[Document section]
East Bay International Jewish Film Festival Preview

For some reason, I missed any news about the East Bay International Jewish Film Festival until Thursday afternoon. So I’m putting this together quickly. Here’s what I think of seven films playing at the Festival (these are the films I’ve seen – mostly at other festivals), in order from best to worst.

By the way, this is not the East Bay of Berkeley and Oakland. It’s farther east than that.

A Picture of His Life

Amos Nachoum, a veteran of Israel’s Yom Kippur war, turned his PTSD into something incredible, magical, and insanely dangerous. As an underwater wildlife photographer, Nachoum photographs sharks, sea lions, and other giant predators of the deep, often very, very close (you should check out his photography). This documentary by Dani Menkin and Yonatan Nir follows him as he sets out to do something no one else has ever done; photograph a swimming Polar bear from inside the water.

A- Fiddler: A Miracle of Miracles

Max Lewcowicz’s documentary about Fiddler on the Roof argues that the 1964 Broadway hit was a feminist work well ahead of its time. But that’s just part of it. Clips from the 1971 movie and several stage productions (not all of them in English or Yiddish) show the many ways the characters can be interpreted. In telling the play’s story, Lewcowicz touches on everything from the Hollywood blacklist to Lin-Manuel Miranda’s wedding. Read my full review.

B+ Tel Aviv On Fire

The plot is farcical, but it’s played straight enough to make you believe in the characters and the absurd situation, without sacrificing the laughs. Young and inept Salam (Kais Nashif) gets a break as a writer on a Palestinian soap opera, even though he can barely write a sentence. His secret: An Israeli officer has his own reasons for changing the show’s story. As Salam’s problems pile up (imagine having an artistic collaborator who can have you arrested), Salam gains self-assurance and hones his talent. Read my full review.

B+ Where’s My Roy Cohn?

Matt Tyrnauer’s documentary strongly argues that the famously malicious lawyer helped put our country into the mess we’re in. Cohn was certainly a major part of the problem. A self-hating Jew and a self-hating gay, he put Julius and Ethel Rosenberg on the electric chair, became famous as Joseph McCarthy’s chief counsel, worked for the mob, and taught Donald Trump how to be evil. Read my full review.
[/Document section]
[Record set]
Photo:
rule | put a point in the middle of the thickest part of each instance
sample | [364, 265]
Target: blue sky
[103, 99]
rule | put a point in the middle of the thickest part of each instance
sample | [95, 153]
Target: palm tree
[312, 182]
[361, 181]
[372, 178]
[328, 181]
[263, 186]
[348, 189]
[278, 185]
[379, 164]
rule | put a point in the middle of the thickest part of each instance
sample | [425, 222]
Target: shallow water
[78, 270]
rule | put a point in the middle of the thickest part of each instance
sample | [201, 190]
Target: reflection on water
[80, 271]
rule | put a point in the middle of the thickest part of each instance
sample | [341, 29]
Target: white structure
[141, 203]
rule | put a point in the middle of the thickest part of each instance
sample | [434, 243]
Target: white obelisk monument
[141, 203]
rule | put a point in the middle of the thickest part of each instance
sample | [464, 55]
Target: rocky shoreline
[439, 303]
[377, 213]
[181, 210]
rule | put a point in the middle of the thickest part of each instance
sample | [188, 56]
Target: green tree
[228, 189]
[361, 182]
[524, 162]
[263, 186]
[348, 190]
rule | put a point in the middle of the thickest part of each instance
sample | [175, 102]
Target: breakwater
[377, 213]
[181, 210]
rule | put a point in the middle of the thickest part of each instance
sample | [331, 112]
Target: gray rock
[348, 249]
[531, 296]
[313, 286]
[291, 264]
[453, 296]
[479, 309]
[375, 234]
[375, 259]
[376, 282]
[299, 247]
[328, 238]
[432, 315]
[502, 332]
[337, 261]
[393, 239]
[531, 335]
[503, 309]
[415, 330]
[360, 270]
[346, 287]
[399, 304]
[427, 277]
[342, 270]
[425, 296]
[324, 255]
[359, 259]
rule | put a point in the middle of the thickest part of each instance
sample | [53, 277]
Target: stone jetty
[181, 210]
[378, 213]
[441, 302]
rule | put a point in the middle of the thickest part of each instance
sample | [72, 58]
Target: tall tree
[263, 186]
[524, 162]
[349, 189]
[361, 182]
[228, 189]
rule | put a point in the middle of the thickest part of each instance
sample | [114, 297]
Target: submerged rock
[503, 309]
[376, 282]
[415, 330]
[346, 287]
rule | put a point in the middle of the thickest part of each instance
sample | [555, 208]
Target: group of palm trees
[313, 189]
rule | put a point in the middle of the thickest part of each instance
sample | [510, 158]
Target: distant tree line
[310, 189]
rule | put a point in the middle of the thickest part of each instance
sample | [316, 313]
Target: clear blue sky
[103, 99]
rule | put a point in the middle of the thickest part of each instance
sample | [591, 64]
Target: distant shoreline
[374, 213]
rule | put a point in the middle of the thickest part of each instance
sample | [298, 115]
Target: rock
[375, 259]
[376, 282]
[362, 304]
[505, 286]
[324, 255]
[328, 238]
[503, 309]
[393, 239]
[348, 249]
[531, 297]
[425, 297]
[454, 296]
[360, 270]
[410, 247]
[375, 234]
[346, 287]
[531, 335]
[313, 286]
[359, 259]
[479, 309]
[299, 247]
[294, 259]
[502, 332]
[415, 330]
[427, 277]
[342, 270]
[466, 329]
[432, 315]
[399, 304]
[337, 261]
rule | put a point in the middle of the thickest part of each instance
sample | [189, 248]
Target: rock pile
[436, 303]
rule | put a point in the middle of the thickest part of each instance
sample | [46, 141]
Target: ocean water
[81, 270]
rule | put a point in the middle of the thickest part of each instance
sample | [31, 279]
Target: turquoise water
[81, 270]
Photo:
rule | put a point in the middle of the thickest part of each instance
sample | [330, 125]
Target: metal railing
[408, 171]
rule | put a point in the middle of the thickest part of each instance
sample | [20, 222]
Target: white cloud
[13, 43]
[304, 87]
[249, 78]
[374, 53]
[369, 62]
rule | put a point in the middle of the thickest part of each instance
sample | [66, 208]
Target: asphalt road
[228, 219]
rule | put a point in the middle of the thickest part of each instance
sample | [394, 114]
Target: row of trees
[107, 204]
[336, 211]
[/Record set]
## Exercise aim:
In the film festival preview, what does Amos Nachoum set out to photograph from inside the water? You won't need the items for anything here.

## Answer space:
A swimming polar bear.